- Work required -
An image-free, word-for-word version of the records below is to be returned.

========

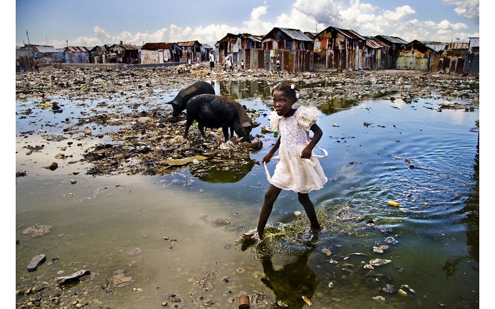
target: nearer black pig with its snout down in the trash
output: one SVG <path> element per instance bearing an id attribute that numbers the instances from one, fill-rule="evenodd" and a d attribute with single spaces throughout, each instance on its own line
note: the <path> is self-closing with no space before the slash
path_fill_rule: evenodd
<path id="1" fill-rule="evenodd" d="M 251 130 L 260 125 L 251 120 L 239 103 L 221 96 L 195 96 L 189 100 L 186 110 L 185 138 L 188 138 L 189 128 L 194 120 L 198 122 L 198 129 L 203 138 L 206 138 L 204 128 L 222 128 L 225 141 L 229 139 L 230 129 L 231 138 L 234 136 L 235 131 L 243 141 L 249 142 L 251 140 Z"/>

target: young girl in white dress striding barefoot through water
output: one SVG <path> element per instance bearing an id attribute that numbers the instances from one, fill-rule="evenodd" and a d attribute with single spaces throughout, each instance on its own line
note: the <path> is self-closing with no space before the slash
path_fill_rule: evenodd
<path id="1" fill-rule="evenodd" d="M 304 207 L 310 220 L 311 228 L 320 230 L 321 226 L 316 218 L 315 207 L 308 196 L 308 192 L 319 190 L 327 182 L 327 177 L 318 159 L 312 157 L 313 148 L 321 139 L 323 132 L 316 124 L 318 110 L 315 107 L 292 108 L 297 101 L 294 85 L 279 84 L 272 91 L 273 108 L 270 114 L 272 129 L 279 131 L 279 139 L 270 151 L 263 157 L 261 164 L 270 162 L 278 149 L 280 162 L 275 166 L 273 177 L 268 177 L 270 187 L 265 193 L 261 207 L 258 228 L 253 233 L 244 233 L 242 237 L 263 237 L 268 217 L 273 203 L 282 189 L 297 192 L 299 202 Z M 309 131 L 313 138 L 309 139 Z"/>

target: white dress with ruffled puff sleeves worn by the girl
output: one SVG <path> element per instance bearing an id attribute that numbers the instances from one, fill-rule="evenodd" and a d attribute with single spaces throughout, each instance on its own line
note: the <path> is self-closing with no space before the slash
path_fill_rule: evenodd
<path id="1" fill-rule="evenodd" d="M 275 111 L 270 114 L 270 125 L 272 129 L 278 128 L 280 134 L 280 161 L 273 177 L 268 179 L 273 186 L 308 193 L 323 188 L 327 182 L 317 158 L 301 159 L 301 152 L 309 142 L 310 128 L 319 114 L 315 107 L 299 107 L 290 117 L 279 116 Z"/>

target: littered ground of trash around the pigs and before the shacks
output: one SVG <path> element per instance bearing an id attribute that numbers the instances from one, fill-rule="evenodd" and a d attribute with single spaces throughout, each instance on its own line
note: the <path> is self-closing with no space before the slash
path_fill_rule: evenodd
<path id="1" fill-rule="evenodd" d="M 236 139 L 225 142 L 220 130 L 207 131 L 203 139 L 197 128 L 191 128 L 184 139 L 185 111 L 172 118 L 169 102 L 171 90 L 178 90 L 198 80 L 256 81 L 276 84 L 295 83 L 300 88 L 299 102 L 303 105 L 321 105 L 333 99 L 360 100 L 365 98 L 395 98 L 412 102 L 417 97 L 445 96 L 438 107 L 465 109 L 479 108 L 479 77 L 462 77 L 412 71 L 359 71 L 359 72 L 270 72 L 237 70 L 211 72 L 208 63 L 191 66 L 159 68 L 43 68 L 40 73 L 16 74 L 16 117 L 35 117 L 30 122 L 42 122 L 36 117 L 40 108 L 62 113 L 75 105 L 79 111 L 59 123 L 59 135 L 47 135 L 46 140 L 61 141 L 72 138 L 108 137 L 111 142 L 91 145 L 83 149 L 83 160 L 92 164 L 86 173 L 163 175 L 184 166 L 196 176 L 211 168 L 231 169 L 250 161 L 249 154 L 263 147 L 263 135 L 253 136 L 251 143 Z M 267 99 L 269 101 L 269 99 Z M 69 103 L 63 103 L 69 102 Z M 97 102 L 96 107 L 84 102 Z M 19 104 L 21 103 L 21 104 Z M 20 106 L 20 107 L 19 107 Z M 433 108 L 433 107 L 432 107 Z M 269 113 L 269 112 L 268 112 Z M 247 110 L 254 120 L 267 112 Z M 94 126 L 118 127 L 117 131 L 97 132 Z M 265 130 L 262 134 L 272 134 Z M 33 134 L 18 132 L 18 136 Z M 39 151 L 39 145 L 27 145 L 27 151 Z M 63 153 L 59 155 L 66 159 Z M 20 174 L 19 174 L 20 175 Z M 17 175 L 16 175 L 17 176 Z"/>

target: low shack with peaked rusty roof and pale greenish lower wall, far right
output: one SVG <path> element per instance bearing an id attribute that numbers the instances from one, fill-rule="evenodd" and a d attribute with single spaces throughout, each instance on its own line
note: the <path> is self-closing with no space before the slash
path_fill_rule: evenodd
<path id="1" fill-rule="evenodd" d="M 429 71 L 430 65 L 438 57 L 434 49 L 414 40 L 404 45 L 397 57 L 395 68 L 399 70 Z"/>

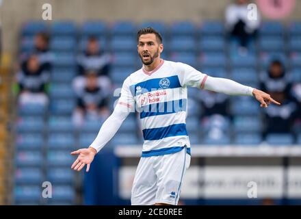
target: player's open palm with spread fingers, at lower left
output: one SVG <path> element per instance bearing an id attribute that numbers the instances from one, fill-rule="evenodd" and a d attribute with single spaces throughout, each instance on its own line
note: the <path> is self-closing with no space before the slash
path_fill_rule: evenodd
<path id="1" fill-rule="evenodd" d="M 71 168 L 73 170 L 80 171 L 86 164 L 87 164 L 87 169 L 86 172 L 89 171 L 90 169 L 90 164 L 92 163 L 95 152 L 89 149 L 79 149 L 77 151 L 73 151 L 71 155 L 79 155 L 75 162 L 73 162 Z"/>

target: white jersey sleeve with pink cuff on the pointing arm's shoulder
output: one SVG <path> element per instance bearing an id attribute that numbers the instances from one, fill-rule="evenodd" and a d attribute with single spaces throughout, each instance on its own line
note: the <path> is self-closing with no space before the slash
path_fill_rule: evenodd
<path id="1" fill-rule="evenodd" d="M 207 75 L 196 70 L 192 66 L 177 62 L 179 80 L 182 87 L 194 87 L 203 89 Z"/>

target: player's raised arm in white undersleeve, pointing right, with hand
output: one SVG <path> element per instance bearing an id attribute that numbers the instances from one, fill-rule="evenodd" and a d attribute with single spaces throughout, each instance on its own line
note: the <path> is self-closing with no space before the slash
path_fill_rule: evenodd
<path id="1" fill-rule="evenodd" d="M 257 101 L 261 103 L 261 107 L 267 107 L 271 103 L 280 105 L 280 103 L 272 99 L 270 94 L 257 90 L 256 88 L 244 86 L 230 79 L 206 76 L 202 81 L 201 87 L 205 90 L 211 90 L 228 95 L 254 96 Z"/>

========

- Exercise solution -
target: nearer black pig with its snout down in the trash
output: one SVG <path> element per instance bearing an id attribute that numbers the instances from one, fill-rule="evenodd" and a d attribute with single spaces throughout, each instance on its own line
note: the <path> is self-closing with no space before the slash
path_fill_rule: evenodd
<path id="1" fill-rule="evenodd" d="M 251 130 L 260 125 L 251 120 L 239 103 L 221 96 L 195 96 L 189 100 L 186 110 L 185 138 L 188 138 L 189 128 L 194 120 L 198 122 L 198 129 L 203 138 L 206 138 L 204 128 L 222 128 L 225 141 L 229 139 L 230 129 L 231 138 L 234 136 L 235 131 L 243 141 L 249 142 L 251 140 Z"/>

target: young girl in white dress striding barefoot through water
output: one SVG <path> element per instance bearing an id attribute that numbers the instances from one, fill-rule="evenodd" and a d attribute with single spaces throughout, each instance on its own line
note: the <path> is self-closing with no space before the slash
path_fill_rule: evenodd
<path id="1" fill-rule="evenodd" d="M 304 207 L 310 220 L 311 228 L 320 230 L 321 226 L 316 218 L 315 207 L 308 196 L 308 192 L 319 190 L 327 182 L 327 177 L 318 159 L 312 157 L 313 148 L 321 139 L 323 132 L 316 124 L 318 110 L 315 107 L 292 108 L 297 101 L 294 85 L 279 84 L 272 91 L 273 108 L 270 114 L 272 129 L 279 131 L 279 139 L 270 151 L 263 157 L 261 164 L 270 162 L 278 149 L 280 162 L 275 166 L 273 177 L 268 177 L 270 187 L 265 193 L 261 207 L 258 228 L 253 233 L 244 233 L 242 237 L 263 237 L 268 217 L 273 203 L 282 189 L 297 192 L 299 202 Z M 309 131 L 313 138 L 309 139 Z"/>

target: white dress with ruffled puff sleeves worn by the girl
output: one SVG <path> element per instance bearing an id attribute that numbers the instances from one, fill-rule="evenodd" and a d attribute with single spaces throughout, each instance on its own line
note: the <path> is self-closing with no space before the slash
path_fill_rule: evenodd
<path id="1" fill-rule="evenodd" d="M 275 111 L 270 114 L 270 125 L 272 129 L 278 128 L 280 134 L 280 161 L 273 177 L 268 179 L 273 186 L 308 193 L 323 188 L 327 182 L 317 158 L 301 159 L 301 152 L 309 142 L 310 128 L 319 114 L 315 107 L 299 107 L 290 117 L 279 116 Z"/>

target: littered ground of trash around the pigs and before the shacks
output: one SVG <path> element per instance bearing an id attribute that numbers the instances from one, fill-rule="evenodd" and a d attribute with single spaces throughout, each instance on its own line
note: the <path> is self-closing with no space before the slash
path_fill_rule: evenodd
<path id="1" fill-rule="evenodd" d="M 236 139 L 225 142 L 220 130 L 207 131 L 203 139 L 197 128 L 191 128 L 184 139 L 185 111 L 172 118 L 169 102 L 171 90 L 178 90 L 198 80 L 256 81 L 276 84 L 295 83 L 300 88 L 299 102 L 303 105 L 321 105 L 333 99 L 360 100 L 365 98 L 395 98 L 412 102 L 417 97 L 445 96 L 438 107 L 465 109 L 479 108 L 479 77 L 462 77 L 412 71 L 359 71 L 359 72 L 270 72 L 237 70 L 211 72 L 208 63 L 191 66 L 159 68 L 43 68 L 40 73 L 16 74 L 16 117 L 35 117 L 30 122 L 42 122 L 36 117 L 40 108 L 62 113 L 75 105 L 79 111 L 59 123 L 59 135 L 47 135 L 46 140 L 61 141 L 72 138 L 108 137 L 111 142 L 91 145 L 83 149 L 83 160 L 92 164 L 86 173 L 163 175 L 184 166 L 196 176 L 211 168 L 231 169 L 250 161 L 249 154 L 263 147 L 263 135 L 253 136 L 251 143 Z M 267 99 L 269 101 L 269 99 Z M 69 103 L 63 103 L 69 102 Z M 97 102 L 96 107 L 84 102 Z M 19 104 L 21 103 L 21 104 Z M 20 106 L 20 107 L 19 107 Z M 433 108 L 433 107 L 432 107 Z M 269 113 L 269 112 L 268 112 Z M 247 110 L 254 120 L 267 112 Z M 94 126 L 118 127 L 117 131 L 97 132 Z M 265 130 L 262 134 L 272 134 Z M 33 134 L 18 132 L 18 136 Z M 39 151 L 39 145 L 27 145 L 27 151 Z M 63 153 L 59 155 L 66 159 Z M 20 174 L 19 174 L 20 175 Z M 17 175 L 16 175 L 17 176 Z"/>

target: low shack with peaked rusty roof and pale greenish lower wall, far right
output: one SVG <path> element per instance bearing an id attribute that numbers the instances from one, fill-rule="evenodd" and a d attribute with single spaces throughout, each instance on its own line
note: the <path> is self-closing with no space before the slash
path_fill_rule: evenodd
<path id="1" fill-rule="evenodd" d="M 429 71 L 430 65 L 438 57 L 434 49 L 414 40 L 404 45 L 397 57 L 395 68 L 399 70 Z"/>

target: player's open palm with spread fingers, at lower left
output: one SVG <path> element per instance bearing an id attribute that numbers the instances from one, fill-rule="evenodd" and a d attribute with single spaces throughout, each instance on its own line
note: the <path> is self-closing with no space before the slash
path_fill_rule: evenodd
<path id="1" fill-rule="evenodd" d="M 71 168 L 73 170 L 80 171 L 86 164 L 87 164 L 87 169 L 86 172 L 89 171 L 90 169 L 90 164 L 92 163 L 95 152 L 89 149 L 79 149 L 77 151 L 73 151 L 71 155 L 79 155 L 75 162 L 73 162 Z"/>

target: white jersey sleeve with pink cuff on the pointing arm's shoulder
output: one SVG <path> element per instance bearing an id attribute that numbers the instances from one, fill-rule="evenodd" and a d attribute with single spaces throughout, each instance on its own line
note: the <path> is self-closing with no space before the slash
path_fill_rule: evenodd
<path id="1" fill-rule="evenodd" d="M 207 75 L 196 70 L 192 66 L 177 62 L 179 80 L 182 87 L 194 87 L 203 89 Z"/>

target: player's raised arm in white undersleeve, pointing right, with hand
output: one SVG <path> element per instance bearing an id attribute that numbers the instances from one, fill-rule="evenodd" and a d attribute with single spaces throughout, each instance on its own line
note: the <path> is self-closing with no space before the slash
path_fill_rule: evenodd
<path id="1" fill-rule="evenodd" d="M 257 101 L 261 103 L 261 107 L 267 107 L 271 103 L 280 105 L 280 103 L 272 99 L 270 94 L 257 90 L 256 88 L 244 86 L 230 79 L 206 76 L 202 81 L 201 87 L 205 90 L 211 90 L 228 95 L 254 96 Z"/>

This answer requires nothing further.